**The problem:**
Please update the items from the start up to and including the line with "[196,194,230,228]", changing "blurred tree" to "distant tree" and leaving everything else unchanged.

━━━━━━━━━━━━━━━━

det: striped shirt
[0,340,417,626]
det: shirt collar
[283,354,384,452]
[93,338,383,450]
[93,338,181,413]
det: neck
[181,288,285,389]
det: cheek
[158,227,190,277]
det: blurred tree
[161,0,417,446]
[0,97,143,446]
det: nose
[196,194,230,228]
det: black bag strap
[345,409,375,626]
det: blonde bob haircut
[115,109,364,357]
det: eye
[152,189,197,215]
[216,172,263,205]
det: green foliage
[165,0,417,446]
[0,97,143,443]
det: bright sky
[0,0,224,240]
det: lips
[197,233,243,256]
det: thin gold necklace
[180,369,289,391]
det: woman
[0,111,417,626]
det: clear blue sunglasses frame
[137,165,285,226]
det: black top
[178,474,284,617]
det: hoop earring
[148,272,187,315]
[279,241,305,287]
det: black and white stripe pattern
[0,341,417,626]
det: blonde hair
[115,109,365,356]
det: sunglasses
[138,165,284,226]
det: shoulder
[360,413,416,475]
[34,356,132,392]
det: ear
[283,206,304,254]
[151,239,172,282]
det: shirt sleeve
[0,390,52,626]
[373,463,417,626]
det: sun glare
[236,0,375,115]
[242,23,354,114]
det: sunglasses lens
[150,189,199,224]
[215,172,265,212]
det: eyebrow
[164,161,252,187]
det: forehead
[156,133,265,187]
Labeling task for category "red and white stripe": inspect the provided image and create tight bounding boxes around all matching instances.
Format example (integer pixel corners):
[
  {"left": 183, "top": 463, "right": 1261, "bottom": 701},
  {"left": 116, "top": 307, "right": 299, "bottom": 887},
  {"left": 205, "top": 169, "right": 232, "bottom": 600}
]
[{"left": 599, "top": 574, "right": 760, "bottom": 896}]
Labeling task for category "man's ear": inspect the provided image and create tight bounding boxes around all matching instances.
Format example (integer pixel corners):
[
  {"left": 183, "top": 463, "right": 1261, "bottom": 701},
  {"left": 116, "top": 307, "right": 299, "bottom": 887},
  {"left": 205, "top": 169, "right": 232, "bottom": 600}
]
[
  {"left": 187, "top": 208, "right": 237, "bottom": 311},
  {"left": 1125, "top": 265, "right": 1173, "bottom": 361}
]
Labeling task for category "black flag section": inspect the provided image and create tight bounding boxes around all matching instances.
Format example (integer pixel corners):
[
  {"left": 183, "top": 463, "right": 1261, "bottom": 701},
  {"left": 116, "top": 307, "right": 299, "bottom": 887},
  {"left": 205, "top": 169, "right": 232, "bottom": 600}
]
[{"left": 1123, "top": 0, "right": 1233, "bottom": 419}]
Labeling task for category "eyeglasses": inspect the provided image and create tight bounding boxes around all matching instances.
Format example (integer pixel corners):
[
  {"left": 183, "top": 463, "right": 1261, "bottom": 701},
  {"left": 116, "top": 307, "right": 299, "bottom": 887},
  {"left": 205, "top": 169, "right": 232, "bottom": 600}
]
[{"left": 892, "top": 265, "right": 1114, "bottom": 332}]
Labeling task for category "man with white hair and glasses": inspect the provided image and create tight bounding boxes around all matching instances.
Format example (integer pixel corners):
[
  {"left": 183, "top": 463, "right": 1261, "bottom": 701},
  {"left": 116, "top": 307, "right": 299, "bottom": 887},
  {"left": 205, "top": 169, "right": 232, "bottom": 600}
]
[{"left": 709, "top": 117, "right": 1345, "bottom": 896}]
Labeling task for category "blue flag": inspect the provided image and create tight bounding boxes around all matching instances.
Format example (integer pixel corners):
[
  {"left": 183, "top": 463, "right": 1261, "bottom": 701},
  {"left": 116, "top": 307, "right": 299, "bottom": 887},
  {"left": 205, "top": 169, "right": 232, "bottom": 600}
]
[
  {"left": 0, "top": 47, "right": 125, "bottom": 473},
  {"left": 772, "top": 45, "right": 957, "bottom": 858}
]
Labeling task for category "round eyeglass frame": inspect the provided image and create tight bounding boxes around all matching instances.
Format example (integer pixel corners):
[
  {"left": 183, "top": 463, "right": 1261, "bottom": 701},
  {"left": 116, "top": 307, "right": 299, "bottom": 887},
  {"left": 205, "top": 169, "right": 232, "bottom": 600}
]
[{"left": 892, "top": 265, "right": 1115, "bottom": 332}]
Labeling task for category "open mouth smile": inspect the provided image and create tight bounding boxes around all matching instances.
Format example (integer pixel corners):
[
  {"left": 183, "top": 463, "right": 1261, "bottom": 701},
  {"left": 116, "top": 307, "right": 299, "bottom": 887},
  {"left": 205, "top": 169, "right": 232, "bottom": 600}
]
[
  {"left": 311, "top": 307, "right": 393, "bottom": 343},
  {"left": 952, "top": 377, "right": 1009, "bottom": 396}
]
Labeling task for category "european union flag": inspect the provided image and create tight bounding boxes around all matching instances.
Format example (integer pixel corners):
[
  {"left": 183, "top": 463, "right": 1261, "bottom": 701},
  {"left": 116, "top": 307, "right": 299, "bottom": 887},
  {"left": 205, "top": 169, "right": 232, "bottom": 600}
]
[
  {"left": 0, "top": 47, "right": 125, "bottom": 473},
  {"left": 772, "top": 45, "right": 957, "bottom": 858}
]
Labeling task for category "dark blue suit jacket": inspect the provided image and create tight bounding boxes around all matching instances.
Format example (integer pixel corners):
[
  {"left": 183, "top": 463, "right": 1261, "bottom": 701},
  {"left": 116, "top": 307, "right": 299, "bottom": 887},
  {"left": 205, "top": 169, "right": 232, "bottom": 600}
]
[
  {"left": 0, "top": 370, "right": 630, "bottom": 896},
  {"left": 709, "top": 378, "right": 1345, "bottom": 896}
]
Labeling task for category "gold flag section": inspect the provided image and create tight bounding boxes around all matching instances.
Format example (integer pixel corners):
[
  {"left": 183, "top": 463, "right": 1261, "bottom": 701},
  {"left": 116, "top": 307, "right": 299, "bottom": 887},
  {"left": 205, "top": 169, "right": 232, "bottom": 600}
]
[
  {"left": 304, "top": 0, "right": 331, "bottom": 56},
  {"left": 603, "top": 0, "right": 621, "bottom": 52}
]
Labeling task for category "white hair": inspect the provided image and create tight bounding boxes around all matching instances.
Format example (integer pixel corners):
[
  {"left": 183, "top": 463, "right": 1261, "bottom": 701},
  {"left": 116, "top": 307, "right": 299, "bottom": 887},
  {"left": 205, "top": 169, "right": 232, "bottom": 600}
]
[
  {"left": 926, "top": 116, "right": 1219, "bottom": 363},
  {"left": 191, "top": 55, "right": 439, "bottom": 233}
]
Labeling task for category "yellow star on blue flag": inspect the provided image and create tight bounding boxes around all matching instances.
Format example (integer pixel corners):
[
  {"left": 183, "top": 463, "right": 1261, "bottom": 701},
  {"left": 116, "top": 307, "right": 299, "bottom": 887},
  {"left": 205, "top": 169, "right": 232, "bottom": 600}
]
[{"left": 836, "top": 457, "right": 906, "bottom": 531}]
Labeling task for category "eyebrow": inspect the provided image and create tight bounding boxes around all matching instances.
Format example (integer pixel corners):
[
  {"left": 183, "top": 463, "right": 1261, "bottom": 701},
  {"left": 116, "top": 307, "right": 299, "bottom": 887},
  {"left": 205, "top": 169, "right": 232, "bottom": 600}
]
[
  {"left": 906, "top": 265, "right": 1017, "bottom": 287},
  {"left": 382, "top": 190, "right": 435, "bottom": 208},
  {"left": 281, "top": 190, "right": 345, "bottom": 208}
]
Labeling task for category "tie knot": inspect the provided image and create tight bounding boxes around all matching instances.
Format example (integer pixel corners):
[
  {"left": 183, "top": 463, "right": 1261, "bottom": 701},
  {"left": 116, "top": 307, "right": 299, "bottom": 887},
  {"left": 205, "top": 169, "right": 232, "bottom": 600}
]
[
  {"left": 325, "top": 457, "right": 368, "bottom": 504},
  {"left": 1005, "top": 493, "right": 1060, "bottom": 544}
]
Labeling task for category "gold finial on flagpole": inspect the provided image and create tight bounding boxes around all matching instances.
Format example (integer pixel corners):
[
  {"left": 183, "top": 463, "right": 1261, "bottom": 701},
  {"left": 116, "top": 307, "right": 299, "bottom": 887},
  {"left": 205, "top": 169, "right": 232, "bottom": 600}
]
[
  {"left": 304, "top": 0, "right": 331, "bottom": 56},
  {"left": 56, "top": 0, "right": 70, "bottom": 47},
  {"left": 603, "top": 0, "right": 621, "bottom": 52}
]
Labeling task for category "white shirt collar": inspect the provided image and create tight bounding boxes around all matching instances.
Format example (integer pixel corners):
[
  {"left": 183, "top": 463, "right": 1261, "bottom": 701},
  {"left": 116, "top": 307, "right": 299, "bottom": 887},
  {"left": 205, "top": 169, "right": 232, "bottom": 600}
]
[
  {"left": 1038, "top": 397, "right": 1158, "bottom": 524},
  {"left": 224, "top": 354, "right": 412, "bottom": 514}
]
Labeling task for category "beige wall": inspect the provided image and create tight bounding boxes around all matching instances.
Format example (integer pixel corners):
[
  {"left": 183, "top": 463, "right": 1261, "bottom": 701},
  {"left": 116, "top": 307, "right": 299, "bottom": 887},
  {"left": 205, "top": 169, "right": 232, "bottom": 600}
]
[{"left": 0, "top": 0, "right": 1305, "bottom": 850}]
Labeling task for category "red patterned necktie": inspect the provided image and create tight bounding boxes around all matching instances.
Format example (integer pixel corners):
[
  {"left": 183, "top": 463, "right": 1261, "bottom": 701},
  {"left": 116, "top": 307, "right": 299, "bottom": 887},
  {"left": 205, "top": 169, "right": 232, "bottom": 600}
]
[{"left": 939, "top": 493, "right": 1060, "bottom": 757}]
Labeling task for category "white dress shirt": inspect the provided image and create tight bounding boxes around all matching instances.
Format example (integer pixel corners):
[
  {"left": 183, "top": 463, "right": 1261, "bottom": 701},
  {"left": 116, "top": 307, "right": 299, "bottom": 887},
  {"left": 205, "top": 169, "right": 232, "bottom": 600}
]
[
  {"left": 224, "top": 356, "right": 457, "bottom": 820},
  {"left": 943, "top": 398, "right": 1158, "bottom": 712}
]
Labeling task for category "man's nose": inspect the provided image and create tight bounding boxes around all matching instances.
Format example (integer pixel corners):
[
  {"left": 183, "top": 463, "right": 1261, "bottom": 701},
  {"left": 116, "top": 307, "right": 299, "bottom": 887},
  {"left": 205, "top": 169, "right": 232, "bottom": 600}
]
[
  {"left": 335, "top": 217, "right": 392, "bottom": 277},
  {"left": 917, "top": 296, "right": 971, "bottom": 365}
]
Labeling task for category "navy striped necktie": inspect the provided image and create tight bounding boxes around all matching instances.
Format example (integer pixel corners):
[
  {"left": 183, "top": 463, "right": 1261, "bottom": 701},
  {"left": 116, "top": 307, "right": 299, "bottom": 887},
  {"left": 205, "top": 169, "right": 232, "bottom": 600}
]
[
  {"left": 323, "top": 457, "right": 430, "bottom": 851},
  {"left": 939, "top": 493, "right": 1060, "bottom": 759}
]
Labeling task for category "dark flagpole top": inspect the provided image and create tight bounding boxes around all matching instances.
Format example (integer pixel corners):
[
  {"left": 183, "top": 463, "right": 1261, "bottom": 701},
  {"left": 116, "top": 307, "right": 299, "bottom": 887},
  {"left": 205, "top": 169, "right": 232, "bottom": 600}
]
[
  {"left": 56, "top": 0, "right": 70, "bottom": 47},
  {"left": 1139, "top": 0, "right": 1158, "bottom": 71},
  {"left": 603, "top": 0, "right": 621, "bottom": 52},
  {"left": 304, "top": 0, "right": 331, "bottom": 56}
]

━━━━━━━━━━━━━━━━

**Solution to this problem:**
det: striped shirt
[0,340,417,626]
det: shirt collar
[283,354,384,452]
[93,338,383,450]
[93,338,181,413]
det: neck
[181,288,285,389]
det: cheek
[158,227,190,277]
det: distant tree
[161,0,417,446]
[0,97,143,446]
det: nose
[196,194,230,228]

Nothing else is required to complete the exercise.